● Work request
Your answer must be an exact copy of the records below, with every picture left out.

(Saved entries)

:::

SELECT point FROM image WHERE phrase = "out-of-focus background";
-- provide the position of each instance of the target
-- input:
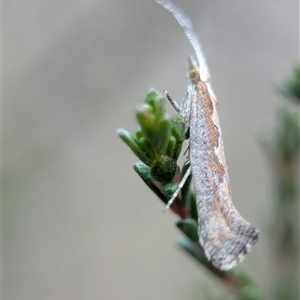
(78, 223)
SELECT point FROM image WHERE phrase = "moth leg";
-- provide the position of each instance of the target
(172, 101)
(181, 184)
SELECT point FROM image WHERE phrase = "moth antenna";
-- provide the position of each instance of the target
(187, 26)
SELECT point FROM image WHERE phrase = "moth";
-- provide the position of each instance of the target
(224, 234)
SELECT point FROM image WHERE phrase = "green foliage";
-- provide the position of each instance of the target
(158, 143)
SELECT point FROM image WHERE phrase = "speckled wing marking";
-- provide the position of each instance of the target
(224, 235)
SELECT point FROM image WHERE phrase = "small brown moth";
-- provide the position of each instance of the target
(224, 235)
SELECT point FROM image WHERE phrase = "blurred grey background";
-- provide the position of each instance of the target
(78, 223)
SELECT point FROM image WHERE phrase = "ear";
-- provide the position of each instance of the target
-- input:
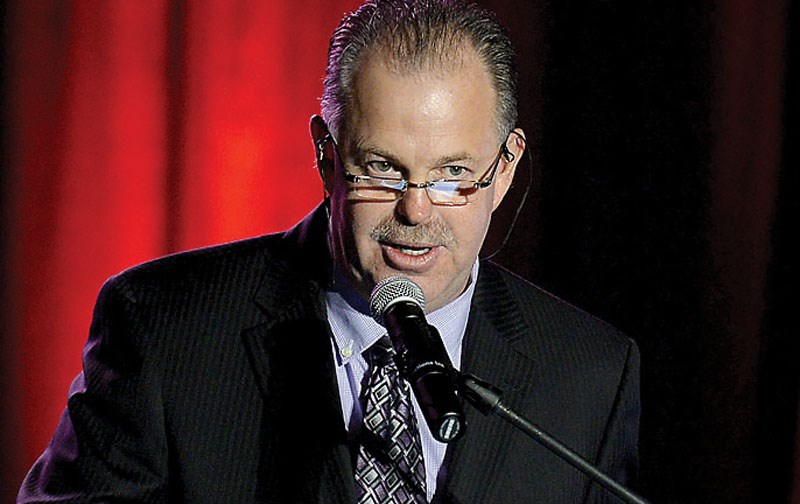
(323, 150)
(515, 143)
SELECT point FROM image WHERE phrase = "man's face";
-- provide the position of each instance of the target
(422, 125)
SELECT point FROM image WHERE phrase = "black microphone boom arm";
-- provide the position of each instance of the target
(487, 399)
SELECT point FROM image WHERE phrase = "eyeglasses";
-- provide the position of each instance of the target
(444, 191)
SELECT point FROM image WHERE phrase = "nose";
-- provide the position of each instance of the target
(414, 207)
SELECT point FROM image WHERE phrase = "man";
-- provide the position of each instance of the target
(246, 372)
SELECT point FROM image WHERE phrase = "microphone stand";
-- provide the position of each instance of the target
(486, 399)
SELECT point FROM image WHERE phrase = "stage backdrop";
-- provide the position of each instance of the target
(663, 197)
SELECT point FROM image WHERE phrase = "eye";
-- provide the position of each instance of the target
(381, 169)
(454, 172)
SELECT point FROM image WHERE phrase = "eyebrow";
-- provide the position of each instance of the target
(362, 149)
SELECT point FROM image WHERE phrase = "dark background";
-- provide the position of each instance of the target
(663, 199)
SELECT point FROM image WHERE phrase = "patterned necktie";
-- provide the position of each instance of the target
(389, 468)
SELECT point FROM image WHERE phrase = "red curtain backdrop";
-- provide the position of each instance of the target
(140, 129)
(135, 129)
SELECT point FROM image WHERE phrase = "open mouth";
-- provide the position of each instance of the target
(409, 250)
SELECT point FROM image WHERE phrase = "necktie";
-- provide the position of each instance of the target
(389, 467)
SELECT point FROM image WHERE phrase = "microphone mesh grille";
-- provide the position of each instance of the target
(390, 290)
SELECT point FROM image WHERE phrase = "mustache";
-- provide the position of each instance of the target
(434, 232)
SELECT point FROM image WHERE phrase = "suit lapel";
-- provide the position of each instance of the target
(304, 452)
(489, 353)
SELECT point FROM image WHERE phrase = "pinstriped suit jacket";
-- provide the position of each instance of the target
(208, 377)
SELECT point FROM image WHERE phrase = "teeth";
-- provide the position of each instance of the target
(414, 252)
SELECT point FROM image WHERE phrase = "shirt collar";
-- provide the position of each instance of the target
(354, 330)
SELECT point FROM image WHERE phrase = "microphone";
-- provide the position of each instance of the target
(397, 303)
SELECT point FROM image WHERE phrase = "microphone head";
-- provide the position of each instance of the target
(391, 290)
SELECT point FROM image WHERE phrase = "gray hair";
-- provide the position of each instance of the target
(417, 35)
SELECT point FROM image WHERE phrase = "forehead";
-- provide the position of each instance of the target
(420, 107)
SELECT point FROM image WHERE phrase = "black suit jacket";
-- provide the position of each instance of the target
(208, 377)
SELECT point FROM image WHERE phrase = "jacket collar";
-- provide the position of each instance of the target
(304, 453)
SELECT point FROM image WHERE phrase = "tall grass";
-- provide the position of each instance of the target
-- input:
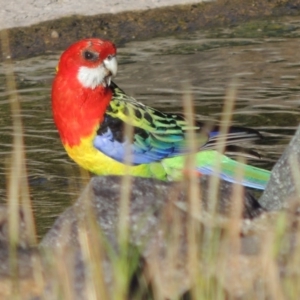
(201, 255)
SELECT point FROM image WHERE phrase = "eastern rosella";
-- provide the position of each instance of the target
(90, 112)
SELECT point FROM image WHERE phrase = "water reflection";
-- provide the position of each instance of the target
(156, 72)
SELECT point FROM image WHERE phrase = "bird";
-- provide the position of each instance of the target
(92, 113)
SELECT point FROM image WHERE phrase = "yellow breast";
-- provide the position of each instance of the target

:::

● Exercise solution
SELECT point FROM image WHERE phrase = "out-of-focus background";
-- provide the position of each instance of the target
-- input:
(78, 223)
SELECT point FROM image WHERE phrase = "moth leg";
-- provide the position of each instance of the target
(172, 101)
(181, 184)
SELECT point FROM image WHERE phrase = "moth antenna";
-- provide the position of each instance of the target
(187, 26)
SELECT point FROM image WHERE phrase = "moth";
-- provide the position of each instance of the target
(224, 234)
SELECT point FROM image WHERE phrase = "green foliage";
-- provide the position of each instance of the target
(158, 143)
SELECT point FROM image WHERE phrase = "speckled wing marking";
-- provide the position of each instance of the target
(224, 235)
SELECT point FROM image WHERE phrase = "small brown moth";
-- provide the position of each instance of the target
(224, 235)
SELECT point FROM image WHERE phrase = "blurred grey background";
-- provide the position of each instance of the target
(78, 223)
SELECT point FROM image WHERE phrase = "ear";
-- provide the position of each instance of the target
-- input:
(323, 150)
(515, 143)
SELECT point FROM image WHERE phrase = "man's face";
-- provide the position of each instance of the target
(422, 125)
SELECT point FROM image WHERE phrase = "black microphone boom arm";
-- provide the position of each instance of the target
(487, 399)
SELECT point FROM image WHERE phrase = "eyeglasses";
-- provide the position of each instance of the target
(444, 191)
SELECT point FROM image WHERE phrase = "nose";
-- provide the position of each instance of the target
(414, 207)
SELECT point FROM image WHERE phrase = "man";
-- provide the position of each instance of the target
(246, 372)
SELECT point FROM image WHERE phrase = "microphone stand";
-- provide the position of each instance of the target
(486, 399)
SELECT point FROM image WHERE phrase = "stage backdrop";
-- provide the position of each instance of the target
(663, 197)
SELECT point FROM image WHERE phrase = "eye";
-- provide the position of each instance of the target
(381, 169)
(454, 172)
SELECT point FROM image WHERE phrase = "eyebrow";
-- provide the position of each instance of the target
(362, 149)
SELECT point FROM image WHERE phrase = "dark background";
-- provide the position of each instance of the target
(663, 199)
SELECT point FROM image WHERE phrase = "patterned necktie";
-- provide the position of each instance of the target
(389, 468)
SELECT point FROM image WHERE phrase = "red curtain backdrop";
-- provide the position of each instance of the target
(140, 129)
(135, 129)
SELECT point FROM image WHERE phrase = "open mouth";
-- provide the position of each instance of the target
(409, 250)
SELECT point FROM image WHERE phrase = "necktie";
-- provide the position of each instance of the target
(389, 467)
SELECT point FROM image WHERE phrase = "microphone mesh grille";
-- provide the position of each instance of the target
(390, 290)
SELECT point FROM image WHERE phrase = "mustache";
-- provide the position of each instance of the target
(434, 232)
SELECT point FROM image WHERE phrase = "suit lapel";
-- provide the position of each instance of the target
(304, 452)
(489, 353)
SELECT point FROM image WHERE phrase = "pinstriped suit jacket";
-- provide the position of each instance of the target
(208, 377)
SELECT point FROM image WHERE phrase = "teeth";
-- provide the position of each instance of the target
(414, 252)
SELECT point FROM image WHERE phrase = "shirt collar";
-- provide the position of each instance of the target
(354, 330)
SELECT point FROM image WHERE phrase = "microphone";
-- provide the position of each instance of the target
(397, 303)
SELECT point FROM image WHERE phrase = "microphone head";
-- provide the position of each instance of the target
(391, 290)
SELECT point FROM image WHERE phrase = "gray hair";
-- provide the position of each instance of the target
(417, 35)
SELECT point FROM image WHERE phrase = "forehead";
-- provide the position of each instance of the target
(420, 107)
SELECT point FROM image WHERE phrase = "black suit jacket";
-- provide the position of each instance of the target
(208, 377)
SELECT point FROM image WHERE phrase = "jacket collar";
-- provide the position of each instance of the target
(304, 453)
SELECT point FROM image WHERE phrase = "tall grass";
-- provide the position of each instance of the target
-- input:
(201, 255)
SELECT point FROM image WHERE phrase = "eastern rosella";
-- provide the position of each instance of the target
(90, 112)
SELECT point FROM image WHERE phrase = "water reflection";
-- provide the position of each instance of the target
(156, 72)
SELECT point FROM image WHERE phrase = "bird";
-- provide the position of each instance of the target
(92, 113)
SELECT point FROM image WHERE phrase = "yellow breast";
-- provide the position of each instance of the target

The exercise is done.